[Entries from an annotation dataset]
──────────

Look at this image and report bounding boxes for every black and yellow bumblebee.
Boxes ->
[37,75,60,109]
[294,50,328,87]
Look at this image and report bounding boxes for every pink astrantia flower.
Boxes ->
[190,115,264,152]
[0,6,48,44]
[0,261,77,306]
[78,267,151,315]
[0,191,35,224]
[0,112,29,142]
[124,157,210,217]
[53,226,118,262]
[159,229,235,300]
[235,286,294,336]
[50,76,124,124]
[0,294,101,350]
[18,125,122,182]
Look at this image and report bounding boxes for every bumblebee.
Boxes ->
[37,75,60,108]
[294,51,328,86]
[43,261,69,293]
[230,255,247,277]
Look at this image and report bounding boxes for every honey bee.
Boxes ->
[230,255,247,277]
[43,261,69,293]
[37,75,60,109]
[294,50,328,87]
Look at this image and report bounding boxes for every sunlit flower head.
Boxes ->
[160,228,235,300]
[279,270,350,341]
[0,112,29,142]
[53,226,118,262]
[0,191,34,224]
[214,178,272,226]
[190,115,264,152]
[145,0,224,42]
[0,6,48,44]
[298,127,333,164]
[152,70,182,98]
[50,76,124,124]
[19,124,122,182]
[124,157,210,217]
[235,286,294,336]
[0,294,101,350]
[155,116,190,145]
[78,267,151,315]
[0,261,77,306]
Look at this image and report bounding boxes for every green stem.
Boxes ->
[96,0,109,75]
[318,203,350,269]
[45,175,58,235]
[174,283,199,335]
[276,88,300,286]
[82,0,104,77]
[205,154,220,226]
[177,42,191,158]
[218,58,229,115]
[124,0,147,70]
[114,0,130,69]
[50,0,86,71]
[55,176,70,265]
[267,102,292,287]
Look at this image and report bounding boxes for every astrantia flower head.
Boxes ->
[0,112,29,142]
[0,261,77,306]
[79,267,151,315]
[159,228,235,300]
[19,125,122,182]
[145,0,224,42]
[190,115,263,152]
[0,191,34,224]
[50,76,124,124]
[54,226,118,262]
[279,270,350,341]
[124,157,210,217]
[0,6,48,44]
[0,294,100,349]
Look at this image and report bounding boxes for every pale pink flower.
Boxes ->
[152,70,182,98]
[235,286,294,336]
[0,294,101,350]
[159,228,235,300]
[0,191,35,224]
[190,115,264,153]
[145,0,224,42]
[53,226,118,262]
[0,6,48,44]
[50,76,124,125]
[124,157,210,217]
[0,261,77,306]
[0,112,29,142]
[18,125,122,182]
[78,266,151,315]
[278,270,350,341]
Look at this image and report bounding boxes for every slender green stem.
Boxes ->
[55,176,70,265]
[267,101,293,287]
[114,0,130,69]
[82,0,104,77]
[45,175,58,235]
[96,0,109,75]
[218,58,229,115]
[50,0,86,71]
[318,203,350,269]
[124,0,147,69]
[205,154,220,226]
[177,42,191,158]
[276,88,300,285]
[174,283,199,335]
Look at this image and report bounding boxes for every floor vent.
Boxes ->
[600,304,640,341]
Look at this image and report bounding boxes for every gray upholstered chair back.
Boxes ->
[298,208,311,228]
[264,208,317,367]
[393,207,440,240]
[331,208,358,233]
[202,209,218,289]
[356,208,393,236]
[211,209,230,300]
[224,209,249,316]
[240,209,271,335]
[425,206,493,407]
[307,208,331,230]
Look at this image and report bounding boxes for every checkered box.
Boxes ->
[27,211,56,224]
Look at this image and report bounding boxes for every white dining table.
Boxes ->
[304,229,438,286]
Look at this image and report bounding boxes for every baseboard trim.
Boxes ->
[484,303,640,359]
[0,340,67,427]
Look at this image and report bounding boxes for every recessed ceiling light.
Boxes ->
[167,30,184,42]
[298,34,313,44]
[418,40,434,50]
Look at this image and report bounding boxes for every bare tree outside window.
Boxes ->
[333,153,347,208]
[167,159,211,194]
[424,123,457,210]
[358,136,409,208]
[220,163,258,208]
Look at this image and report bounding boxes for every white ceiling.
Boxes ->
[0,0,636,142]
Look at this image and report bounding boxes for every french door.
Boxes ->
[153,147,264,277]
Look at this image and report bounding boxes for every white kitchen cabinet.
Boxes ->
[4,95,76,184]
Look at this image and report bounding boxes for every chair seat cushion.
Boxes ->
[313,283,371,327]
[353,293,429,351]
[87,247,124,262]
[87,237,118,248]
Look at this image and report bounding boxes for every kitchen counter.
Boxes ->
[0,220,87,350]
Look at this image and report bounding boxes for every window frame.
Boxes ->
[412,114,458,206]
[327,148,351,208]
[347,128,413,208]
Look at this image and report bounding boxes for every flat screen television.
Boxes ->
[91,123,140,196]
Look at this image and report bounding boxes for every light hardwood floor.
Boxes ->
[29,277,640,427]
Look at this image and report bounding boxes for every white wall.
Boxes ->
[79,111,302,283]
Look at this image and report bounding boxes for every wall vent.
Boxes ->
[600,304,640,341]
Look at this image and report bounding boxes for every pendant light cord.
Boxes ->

──────────

Can you retype, unchanged, the part of the data above that opens with the line containing "Look at this image and report bounding boxes for every astrantia" and closes with the line containing "[278,270,350,341]", keeping both of those lines?

Look at this image and report bounding boxes for every astrantia flower head.
Boxes ->
[0,112,29,142]
[0,261,77,306]
[79,267,151,315]
[159,228,235,300]
[19,125,122,182]
[145,0,224,42]
[190,115,263,152]
[0,191,34,224]
[50,76,124,124]
[54,226,118,262]
[279,270,350,341]
[124,157,210,217]
[0,6,48,44]
[0,294,100,349]
Look at this image and report bounding boxes for every pale pink flower.
Boxes ->
[152,70,182,98]
[235,286,294,336]
[0,294,101,350]
[159,228,235,300]
[0,191,35,224]
[190,115,264,153]
[145,0,224,42]
[53,226,118,262]
[0,6,48,44]
[50,76,124,125]
[124,157,210,217]
[0,261,77,306]
[0,112,29,142]
[18,125,122,182]
[78,266,151,315]
[278,270,350,341]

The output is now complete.